• _GOALS_:
a) According to the passage on Montaigne and Shakspere's friends, what cause did Shakspere's friends energetically champion?
b) Transcribe the passage on Montaigne and Shakspere's friends from "The friends of" to "the chameleon's dish!".

• _PASSAGE PROVIDED_:
===
To the doughty friends of Shakspere, this French Knight of the Order of St. Michael, who says [60] that, if his freedom were in the least encroached upon, or 'if the laws under which he lives threatened merely the tip of his finger, he would at once betake himself to any other place to find better ones;' but who yet lets everything around him go out of joint without offering a helping hand for repair, because 'the maintenance of States is probably something beyond our powers of understanding' [61]—verily, to Shakspere's doughty friends, such a specimen of humanity as Montaigne must have been quite a new and strange phenomenon. They were children of an age which achieved great things because its nobler natures willingly suffered death when the ideals of their life were to be realised. In them, the fire of enthusiasm of the first Reformation, of the glorious time of Elizabeth, was still glowing. They energetically championed the cause of Humanism. The sublime conceptions of their epoch were not yet marred by that dark and gloomy set of men whose mischievous members were just beginning to hatch their hidden plans in the most remote manors of England.
The friends of Shakspere well understood the true meaning of Hamlet's words: [62]—'What should such fellows as I do crawling between earth and heaven?' [63] They easily seized the gist and point of the answer given to the King's question: [64]—'How fares our cousin Hamlet?' when Hamlet replies:—
Excellent, i' faith; of the chameleon's dish!
===
• _DATA RECORDS_:

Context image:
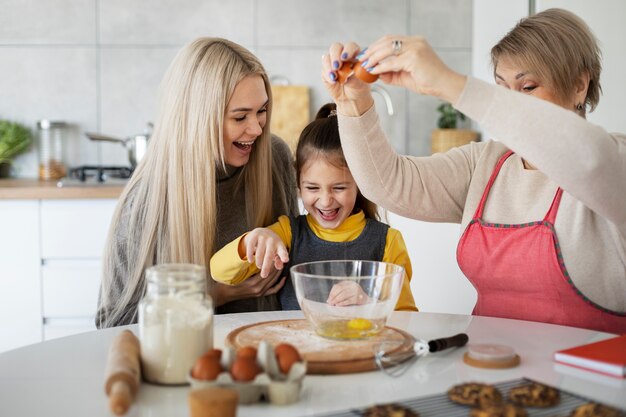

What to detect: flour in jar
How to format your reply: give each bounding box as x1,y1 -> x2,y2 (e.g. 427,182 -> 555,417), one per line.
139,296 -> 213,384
===
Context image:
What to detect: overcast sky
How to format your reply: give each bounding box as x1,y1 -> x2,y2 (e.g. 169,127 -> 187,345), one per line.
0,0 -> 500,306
===
• _ANSWERS TO THE PROBLEMS_:
a) The cause of Humanism.

b)
The friends of Shakspere well understood the true meaning of Hamlet's words: [62]—'What should such fellows as I do crawling between earth and heaven?' [63] They easily seized the gist and point of the answer given to the King's question: [64]—'How fares our cousin Hamlet?' when Hamlet replies:—
Excellent, i' faith; of the chameleon's dish!